**Your goal**. Please write out exactly the lines of the data below from the line holding "Target: green basket of golf balls" through the line holding "Where can the green golf", and leave out the rest.
"""
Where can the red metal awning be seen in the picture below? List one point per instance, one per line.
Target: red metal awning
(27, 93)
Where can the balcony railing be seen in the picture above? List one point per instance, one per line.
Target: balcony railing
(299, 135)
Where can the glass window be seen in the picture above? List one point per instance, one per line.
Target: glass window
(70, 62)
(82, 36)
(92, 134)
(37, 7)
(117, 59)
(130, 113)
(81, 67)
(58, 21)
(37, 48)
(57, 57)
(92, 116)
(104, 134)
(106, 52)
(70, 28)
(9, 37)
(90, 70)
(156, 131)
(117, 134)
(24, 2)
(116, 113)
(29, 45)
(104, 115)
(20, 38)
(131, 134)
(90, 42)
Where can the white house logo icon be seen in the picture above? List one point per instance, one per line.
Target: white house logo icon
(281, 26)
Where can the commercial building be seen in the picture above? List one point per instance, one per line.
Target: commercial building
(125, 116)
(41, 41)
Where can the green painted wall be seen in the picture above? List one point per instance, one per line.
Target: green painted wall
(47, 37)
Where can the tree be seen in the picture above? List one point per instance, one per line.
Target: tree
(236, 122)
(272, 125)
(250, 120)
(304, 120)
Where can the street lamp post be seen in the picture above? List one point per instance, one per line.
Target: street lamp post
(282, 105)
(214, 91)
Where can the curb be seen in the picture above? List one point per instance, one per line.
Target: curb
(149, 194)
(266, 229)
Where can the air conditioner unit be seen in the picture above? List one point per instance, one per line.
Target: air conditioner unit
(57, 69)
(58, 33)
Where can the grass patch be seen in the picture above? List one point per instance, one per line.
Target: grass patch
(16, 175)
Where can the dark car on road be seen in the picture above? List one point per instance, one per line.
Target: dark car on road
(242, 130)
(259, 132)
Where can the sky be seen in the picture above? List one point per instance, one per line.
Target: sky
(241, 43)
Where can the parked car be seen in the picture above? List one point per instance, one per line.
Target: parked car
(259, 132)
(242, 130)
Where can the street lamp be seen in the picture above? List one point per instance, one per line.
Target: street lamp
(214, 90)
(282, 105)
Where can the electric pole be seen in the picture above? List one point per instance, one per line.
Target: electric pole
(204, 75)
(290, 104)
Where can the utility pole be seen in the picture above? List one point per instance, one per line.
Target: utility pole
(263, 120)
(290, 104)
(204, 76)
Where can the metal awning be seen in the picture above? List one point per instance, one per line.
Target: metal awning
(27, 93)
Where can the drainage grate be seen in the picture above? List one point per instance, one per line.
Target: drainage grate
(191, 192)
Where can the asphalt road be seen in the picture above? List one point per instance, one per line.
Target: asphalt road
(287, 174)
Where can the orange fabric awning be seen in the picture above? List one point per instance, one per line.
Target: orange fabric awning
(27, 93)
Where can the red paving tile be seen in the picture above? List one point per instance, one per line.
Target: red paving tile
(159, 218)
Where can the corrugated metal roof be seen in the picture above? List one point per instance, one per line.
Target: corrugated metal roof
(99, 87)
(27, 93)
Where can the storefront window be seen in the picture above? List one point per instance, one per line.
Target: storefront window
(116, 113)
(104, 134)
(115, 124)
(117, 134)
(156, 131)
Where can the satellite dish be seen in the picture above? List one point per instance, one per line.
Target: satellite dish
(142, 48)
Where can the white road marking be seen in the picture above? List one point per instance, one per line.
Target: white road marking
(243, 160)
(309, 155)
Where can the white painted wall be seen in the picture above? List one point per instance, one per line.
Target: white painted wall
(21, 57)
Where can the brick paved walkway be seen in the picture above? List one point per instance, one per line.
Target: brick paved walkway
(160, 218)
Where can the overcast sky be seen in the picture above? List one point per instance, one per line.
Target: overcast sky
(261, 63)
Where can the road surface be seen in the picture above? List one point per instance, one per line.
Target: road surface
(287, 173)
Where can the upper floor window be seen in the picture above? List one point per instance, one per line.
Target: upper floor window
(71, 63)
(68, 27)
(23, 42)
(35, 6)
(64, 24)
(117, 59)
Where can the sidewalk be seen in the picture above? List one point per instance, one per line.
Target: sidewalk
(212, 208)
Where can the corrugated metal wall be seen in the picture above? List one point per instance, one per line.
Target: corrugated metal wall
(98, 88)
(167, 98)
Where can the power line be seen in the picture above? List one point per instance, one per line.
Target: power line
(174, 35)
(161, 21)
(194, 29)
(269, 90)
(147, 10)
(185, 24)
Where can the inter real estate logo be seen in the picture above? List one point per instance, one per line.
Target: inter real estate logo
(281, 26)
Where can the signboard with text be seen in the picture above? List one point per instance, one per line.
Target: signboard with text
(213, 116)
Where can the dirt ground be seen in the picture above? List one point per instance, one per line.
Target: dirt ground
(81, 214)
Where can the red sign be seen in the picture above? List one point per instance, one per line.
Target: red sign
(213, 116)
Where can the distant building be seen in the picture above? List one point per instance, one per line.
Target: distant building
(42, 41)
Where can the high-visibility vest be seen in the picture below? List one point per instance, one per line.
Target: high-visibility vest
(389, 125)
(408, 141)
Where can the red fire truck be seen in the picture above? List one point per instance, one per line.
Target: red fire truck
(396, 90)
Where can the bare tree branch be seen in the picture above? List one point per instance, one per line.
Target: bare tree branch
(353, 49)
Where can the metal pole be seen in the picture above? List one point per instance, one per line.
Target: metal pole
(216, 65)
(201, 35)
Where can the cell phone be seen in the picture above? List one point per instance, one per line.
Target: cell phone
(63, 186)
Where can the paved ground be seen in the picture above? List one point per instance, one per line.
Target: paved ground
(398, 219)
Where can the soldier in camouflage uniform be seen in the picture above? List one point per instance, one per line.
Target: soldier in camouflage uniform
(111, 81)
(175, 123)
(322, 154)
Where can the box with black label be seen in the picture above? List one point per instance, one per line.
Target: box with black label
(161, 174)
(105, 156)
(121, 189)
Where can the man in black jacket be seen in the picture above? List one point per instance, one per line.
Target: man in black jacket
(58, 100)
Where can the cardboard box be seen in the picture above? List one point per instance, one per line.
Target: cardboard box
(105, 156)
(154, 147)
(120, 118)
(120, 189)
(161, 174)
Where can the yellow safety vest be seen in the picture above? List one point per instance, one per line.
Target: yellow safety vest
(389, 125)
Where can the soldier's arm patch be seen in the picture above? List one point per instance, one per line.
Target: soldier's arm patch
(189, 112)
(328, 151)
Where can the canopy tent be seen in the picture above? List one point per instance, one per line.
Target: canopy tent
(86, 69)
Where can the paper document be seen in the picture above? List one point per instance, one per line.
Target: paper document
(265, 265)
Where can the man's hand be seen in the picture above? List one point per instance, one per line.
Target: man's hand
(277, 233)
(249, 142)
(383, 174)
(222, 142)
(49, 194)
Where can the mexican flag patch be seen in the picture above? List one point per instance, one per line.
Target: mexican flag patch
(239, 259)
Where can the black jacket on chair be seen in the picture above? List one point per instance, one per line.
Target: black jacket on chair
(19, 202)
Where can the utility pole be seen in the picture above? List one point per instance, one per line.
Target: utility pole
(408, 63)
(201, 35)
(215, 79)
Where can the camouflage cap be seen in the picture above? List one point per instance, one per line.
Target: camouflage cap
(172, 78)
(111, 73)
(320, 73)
"""
"""
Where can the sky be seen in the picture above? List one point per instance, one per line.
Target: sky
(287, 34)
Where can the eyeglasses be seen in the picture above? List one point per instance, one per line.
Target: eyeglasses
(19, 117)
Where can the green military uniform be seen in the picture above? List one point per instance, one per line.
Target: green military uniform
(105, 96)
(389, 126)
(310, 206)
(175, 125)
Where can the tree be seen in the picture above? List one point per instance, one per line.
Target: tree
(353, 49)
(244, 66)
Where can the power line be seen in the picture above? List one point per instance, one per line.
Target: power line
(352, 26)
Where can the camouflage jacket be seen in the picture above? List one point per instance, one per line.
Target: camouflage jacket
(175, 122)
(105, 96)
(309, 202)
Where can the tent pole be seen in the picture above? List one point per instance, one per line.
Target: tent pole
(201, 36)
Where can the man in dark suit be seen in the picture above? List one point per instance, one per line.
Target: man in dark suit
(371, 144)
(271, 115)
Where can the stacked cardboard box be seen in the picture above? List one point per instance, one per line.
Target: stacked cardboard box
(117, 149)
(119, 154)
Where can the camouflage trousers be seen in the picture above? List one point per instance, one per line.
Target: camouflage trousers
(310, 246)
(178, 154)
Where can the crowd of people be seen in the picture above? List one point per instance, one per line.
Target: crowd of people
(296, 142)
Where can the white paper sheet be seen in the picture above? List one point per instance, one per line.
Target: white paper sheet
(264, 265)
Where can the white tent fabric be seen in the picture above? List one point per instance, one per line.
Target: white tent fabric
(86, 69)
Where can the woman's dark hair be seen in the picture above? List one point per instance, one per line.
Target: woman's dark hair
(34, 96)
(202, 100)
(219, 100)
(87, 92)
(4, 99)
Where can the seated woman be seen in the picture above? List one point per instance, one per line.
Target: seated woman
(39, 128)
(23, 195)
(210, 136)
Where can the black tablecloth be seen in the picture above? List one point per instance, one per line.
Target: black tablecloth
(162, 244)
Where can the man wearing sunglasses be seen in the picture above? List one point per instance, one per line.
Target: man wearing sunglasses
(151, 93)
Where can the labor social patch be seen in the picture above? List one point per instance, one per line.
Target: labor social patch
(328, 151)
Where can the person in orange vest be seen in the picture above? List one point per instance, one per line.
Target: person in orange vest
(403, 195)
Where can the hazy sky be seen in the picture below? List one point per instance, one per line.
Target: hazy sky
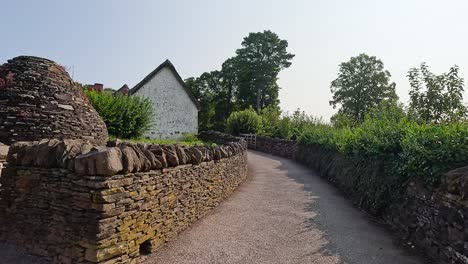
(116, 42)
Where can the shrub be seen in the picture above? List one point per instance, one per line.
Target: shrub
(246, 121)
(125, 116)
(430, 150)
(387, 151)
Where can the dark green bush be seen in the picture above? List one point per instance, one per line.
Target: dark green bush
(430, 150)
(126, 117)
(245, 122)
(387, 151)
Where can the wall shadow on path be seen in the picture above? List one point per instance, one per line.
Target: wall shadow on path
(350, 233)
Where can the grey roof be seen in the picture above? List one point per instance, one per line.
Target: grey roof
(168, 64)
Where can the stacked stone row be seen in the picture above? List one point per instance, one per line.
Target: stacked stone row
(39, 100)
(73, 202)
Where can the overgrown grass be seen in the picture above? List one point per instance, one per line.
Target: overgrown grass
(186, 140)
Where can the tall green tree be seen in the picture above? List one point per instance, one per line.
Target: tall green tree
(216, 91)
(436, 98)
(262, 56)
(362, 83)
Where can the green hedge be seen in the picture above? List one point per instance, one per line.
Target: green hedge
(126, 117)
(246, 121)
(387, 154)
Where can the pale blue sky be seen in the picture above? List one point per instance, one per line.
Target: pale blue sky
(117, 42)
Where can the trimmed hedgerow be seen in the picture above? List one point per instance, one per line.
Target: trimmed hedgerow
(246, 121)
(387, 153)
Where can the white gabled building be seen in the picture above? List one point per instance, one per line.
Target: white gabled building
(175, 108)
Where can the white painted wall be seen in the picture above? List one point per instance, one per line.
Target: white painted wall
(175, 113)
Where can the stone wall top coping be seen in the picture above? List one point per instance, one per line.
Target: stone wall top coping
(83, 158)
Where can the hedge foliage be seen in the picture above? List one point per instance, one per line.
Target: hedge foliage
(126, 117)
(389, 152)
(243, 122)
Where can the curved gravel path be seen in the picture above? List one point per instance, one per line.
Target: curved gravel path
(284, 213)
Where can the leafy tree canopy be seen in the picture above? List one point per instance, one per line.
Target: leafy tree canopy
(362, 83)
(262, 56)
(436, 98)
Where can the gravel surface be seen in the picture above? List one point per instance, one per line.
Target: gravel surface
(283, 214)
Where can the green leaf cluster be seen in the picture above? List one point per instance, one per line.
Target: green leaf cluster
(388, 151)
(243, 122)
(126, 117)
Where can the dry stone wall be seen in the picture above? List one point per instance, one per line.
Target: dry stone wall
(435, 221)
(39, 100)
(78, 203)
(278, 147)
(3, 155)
"""
"""
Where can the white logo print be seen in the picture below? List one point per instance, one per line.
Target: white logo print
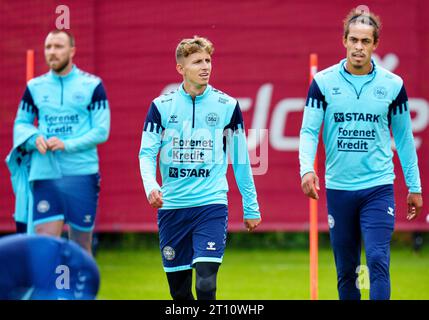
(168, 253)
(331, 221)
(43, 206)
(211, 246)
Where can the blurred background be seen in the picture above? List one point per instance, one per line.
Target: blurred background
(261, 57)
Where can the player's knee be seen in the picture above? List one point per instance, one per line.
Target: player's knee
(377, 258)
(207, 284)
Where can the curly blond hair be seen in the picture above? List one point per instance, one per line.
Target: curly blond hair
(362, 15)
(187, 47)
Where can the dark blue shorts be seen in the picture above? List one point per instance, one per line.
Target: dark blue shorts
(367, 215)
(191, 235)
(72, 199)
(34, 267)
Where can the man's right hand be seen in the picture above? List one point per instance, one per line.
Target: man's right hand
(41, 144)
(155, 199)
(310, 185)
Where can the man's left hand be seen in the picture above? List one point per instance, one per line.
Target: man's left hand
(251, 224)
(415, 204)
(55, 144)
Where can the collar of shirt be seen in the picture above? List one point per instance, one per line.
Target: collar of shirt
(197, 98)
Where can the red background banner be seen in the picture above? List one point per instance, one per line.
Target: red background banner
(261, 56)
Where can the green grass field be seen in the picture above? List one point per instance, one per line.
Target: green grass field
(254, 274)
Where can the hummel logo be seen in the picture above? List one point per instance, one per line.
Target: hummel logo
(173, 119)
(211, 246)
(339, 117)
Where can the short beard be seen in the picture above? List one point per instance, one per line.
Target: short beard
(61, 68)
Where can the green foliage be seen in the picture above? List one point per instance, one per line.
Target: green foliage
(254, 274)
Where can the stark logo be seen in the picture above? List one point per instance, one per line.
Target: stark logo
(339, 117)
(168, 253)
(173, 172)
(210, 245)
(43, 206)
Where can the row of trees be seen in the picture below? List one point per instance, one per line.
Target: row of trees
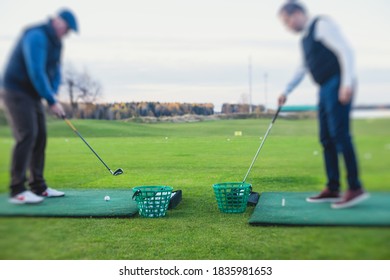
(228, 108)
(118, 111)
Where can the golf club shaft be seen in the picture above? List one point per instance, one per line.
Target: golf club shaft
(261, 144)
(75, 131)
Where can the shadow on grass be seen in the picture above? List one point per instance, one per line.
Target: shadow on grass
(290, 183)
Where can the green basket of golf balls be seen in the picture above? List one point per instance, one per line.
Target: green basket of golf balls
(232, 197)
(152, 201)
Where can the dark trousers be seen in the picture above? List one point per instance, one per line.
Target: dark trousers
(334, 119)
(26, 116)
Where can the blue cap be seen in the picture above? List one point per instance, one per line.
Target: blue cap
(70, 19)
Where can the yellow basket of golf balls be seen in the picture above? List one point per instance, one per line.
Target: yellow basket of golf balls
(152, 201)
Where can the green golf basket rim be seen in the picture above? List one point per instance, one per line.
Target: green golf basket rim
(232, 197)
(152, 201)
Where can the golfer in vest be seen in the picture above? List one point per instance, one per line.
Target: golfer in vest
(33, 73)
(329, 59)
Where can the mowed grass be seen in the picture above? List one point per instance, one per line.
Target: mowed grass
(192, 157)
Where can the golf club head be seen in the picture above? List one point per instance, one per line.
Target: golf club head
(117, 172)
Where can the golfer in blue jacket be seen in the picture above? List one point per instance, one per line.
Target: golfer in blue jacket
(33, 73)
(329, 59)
"""
**Result**.
Target: green basket of golf balls
(232, 197)
(152, 201)
Where can the dark trousers be seen in the picture above? List one point per instance, one per line.
Target: dark trousers
(334, 119)
(26, 116)
Where can the blue cap be seen in the picture above? List one point per instance, one per line.
Target: blue cap
(70, 19)
Where can the yellow basket of golf balls be seen in the picture above? List one point per instance, one per line.
Target: yellow basket of golf balls
(152, 201)
Where can the green golf basket rim be seen in the picture above? List one point per instance, one per line.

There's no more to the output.